Activity:
According to the coronavirus article below, how many confirmed cases of the new coronavirus did the Michigan Department of Health and Human Services report in Michigan, and in which counties?

Provided text below:

You’ve probably heard about the Coronavirus outbreak that began in China. Authorities now have a lead on the source of the new deadly outbreak of this disease. Scientists believe snakes, specifically the Chinese krait and Chinese cobra, could be the outbreak’s source. After analyzing the genetic sequencing, they concluded that the 2019-nCoV was a recombination of two known coronaviruses. One is of unknown origin, but the other is known to infect bats. Though it’s rare for coronaviruses to transfer from animals to people, it is possible. Researchers considered other animal hosts the possible culprit but concluded snakes are likely suspects. Scientists from Purdue University say this strain of the coronavirus has genetic similarities to the SARS variant that killed over 750 people in 2002. 

2019-nCoV Investigations in Michigan

The Michigan Department of Health and Human Services reports three confirmed cases of the new coronavirus in Michigan – two from Washtenaw County and one from Macomb County. Luckily, their illnesses are considered mild at this time. Samples have been taken from the infected individuals and sent to the CDC for analysis, which should take a few days. Suppose you recently traveled to Wuhan or contacted someone else who did. In that case, you should be on the lookout for signs of lower respiratory illness like a cough, trouble breathing, or a fever. Please get in touch with your doctor immediately if these symptoms develop.

What About Other Cases, Like in Chicago?

Illinois health officials confirmed two cases of the new coronavirus. The newest patient is a woman in her 60s who visited Wuhan in December and returned home to Chicago on January 13, 2020. Her condition is being closely monitored, but she is reportedly stable. Luckily, she did not use public transportation, nor did she exhibit symptoms when flying home. As for the rest of the country, the CDC says the immediate risk to the general public is low. They are, however, monitoring 63 other possible infections across 22 states.

Is There A Cure?

Unfortunately, there is no vaccine or specific treatment for the 2019-nCoV. Patients instead receive supportive care. The Perdue University scientists diligently work on a vaccine they hope to test on the new coronavirus shortly. So, as always, make sure to practice good hygiene – wash your hands often with soap and water, and cover your mouth and elbow when you sneeze or cough. It is essential when you’re in public. This simple step can go a long way in helping stop the spread of germs.

End of Provided text.
Data to examine below:

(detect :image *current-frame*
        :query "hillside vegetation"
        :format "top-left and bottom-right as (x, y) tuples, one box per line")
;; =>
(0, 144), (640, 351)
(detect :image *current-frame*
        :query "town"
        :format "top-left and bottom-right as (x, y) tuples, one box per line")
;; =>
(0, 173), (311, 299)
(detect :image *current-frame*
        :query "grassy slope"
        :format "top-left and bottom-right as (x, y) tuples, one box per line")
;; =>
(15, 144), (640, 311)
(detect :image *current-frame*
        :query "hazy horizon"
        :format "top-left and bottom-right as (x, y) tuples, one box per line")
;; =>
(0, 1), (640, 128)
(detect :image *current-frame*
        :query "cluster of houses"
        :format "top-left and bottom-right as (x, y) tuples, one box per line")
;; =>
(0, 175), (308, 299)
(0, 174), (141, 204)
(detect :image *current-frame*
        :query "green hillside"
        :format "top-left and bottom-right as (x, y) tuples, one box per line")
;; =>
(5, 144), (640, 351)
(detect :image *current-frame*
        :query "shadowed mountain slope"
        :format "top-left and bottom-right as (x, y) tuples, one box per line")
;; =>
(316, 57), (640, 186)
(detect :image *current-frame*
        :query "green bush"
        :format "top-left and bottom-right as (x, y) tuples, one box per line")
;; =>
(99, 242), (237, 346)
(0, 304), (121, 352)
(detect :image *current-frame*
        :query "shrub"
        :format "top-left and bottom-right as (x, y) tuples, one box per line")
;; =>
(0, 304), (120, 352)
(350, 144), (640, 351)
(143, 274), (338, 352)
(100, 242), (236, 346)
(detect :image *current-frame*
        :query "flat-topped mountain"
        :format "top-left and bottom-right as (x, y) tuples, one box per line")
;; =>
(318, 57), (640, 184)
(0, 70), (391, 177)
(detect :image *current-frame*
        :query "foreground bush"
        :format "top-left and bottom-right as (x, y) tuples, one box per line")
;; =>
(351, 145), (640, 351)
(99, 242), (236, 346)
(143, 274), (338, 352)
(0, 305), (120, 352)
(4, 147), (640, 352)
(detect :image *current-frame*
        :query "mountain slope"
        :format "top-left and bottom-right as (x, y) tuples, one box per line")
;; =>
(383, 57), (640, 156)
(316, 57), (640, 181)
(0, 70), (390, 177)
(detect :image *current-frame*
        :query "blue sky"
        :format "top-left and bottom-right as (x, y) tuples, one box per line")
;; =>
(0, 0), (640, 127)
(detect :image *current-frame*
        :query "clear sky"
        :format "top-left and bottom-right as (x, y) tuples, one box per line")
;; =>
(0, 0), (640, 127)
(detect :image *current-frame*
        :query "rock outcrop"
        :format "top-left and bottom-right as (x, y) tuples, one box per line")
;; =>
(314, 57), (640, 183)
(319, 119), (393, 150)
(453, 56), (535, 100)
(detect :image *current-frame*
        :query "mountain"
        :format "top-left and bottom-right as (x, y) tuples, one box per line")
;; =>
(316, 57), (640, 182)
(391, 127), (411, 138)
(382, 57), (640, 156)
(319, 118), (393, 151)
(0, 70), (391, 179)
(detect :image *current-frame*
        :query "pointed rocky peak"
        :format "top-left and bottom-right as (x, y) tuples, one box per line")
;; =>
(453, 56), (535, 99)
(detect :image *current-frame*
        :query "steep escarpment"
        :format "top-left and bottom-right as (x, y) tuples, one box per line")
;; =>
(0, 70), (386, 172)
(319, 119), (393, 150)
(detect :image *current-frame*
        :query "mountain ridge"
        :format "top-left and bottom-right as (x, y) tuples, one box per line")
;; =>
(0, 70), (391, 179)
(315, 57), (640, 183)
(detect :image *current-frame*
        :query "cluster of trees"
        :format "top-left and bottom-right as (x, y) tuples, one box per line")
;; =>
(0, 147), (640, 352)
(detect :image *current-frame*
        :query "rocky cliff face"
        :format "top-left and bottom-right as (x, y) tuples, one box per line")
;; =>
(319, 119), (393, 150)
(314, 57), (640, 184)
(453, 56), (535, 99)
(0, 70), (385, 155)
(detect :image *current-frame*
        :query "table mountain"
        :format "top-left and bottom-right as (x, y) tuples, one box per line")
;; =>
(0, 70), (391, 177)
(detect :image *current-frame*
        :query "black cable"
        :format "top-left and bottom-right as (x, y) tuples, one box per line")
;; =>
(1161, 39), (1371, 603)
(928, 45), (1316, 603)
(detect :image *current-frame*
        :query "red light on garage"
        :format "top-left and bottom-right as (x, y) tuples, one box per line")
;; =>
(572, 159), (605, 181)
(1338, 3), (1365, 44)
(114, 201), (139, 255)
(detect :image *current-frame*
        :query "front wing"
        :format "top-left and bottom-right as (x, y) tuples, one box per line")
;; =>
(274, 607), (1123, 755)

End of Data to examine.
Data to examine below:

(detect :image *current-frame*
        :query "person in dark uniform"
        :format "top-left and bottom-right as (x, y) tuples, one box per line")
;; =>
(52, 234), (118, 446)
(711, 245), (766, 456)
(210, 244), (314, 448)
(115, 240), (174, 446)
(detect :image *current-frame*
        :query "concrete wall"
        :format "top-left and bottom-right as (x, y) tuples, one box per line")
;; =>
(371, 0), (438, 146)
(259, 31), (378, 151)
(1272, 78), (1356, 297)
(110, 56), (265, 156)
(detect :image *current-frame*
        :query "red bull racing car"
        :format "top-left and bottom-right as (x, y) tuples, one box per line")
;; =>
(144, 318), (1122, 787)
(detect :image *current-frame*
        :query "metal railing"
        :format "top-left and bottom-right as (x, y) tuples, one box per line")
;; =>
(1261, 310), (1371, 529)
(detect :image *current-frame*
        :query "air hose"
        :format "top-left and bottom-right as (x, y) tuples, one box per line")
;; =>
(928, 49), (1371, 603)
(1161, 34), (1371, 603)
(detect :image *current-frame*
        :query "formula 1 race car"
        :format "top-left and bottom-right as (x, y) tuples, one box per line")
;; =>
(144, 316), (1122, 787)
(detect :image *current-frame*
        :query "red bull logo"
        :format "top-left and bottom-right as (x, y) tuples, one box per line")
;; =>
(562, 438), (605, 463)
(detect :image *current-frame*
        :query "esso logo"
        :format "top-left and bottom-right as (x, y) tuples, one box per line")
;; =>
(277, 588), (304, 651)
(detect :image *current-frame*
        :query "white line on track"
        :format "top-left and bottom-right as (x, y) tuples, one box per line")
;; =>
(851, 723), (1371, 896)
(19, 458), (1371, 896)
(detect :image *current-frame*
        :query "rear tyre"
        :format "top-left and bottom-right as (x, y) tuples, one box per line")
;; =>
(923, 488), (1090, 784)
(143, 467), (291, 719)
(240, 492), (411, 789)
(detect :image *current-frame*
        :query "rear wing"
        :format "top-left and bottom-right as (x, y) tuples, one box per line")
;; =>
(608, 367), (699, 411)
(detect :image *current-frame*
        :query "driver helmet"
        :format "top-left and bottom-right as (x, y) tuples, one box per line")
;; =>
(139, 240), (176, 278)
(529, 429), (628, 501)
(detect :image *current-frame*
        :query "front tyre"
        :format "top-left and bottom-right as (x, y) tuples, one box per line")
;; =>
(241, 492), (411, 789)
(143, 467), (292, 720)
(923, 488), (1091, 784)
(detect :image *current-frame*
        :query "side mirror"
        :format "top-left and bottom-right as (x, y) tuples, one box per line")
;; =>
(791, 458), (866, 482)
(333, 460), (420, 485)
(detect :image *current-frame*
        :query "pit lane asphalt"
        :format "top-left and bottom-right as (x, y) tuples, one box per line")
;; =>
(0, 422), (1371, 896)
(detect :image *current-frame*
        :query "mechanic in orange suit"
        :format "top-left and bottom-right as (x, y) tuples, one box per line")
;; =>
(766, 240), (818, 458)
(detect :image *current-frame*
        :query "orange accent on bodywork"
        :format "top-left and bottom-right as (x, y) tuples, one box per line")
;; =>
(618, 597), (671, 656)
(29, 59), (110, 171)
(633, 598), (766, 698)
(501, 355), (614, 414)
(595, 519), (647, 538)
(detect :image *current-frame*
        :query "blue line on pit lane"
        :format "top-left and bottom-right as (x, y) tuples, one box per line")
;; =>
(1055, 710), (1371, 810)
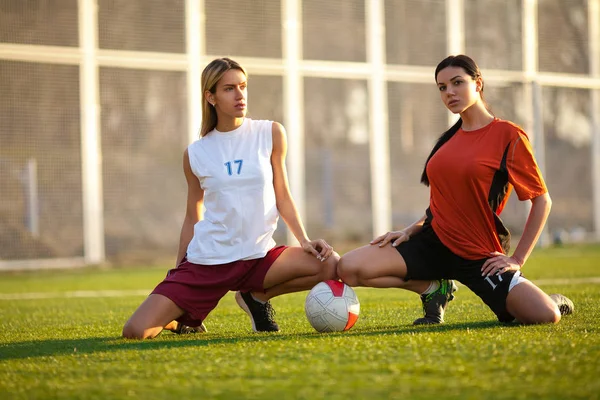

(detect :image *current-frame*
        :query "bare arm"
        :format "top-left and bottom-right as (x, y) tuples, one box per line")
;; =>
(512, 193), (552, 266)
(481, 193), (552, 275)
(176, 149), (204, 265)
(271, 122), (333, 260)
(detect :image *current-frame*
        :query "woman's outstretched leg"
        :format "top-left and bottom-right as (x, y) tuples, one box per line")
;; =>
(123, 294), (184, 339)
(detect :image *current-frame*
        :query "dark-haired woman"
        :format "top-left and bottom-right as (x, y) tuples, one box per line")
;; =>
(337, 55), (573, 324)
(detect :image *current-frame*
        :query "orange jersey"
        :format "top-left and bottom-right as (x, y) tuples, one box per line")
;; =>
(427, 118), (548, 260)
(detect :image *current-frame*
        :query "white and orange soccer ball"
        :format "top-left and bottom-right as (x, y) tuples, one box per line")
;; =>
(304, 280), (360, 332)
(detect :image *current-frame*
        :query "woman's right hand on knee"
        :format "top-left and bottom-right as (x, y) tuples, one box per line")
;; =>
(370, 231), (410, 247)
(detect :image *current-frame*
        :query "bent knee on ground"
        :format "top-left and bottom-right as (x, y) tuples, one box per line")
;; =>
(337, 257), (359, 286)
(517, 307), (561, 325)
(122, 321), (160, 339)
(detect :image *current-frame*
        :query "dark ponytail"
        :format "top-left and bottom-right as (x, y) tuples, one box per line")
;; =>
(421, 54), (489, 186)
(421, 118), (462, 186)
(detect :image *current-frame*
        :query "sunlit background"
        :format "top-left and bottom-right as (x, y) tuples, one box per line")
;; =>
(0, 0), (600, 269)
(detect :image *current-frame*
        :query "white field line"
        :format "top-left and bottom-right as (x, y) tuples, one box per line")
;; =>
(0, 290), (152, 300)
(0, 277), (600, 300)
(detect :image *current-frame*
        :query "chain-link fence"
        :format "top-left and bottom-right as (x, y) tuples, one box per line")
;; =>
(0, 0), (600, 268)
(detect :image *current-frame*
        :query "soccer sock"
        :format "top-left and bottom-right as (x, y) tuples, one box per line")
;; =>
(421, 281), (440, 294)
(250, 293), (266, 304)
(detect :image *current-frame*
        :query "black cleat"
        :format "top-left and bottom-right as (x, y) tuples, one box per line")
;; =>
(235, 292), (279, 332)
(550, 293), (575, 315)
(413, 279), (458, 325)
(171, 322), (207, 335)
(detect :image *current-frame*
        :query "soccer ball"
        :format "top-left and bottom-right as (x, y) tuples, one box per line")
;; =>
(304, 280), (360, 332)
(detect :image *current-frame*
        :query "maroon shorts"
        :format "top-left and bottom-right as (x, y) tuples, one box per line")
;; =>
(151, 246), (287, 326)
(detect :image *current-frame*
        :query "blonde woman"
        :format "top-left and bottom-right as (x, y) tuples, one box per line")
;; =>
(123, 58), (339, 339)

End of Data to examine.

Reply:
Three confirmed cases: two in Washtenaw County and one in Macomb County.